Excerpted records below:
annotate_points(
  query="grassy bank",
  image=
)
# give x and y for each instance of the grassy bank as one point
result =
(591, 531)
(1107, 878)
End of Excerpted records.
Exercise objective: In the entries above, which lines hold the string "grassy"? Report all of them.

Output of the exercise:
  query="grassy bank",
# give x and y for each instance of the grassy bank as one point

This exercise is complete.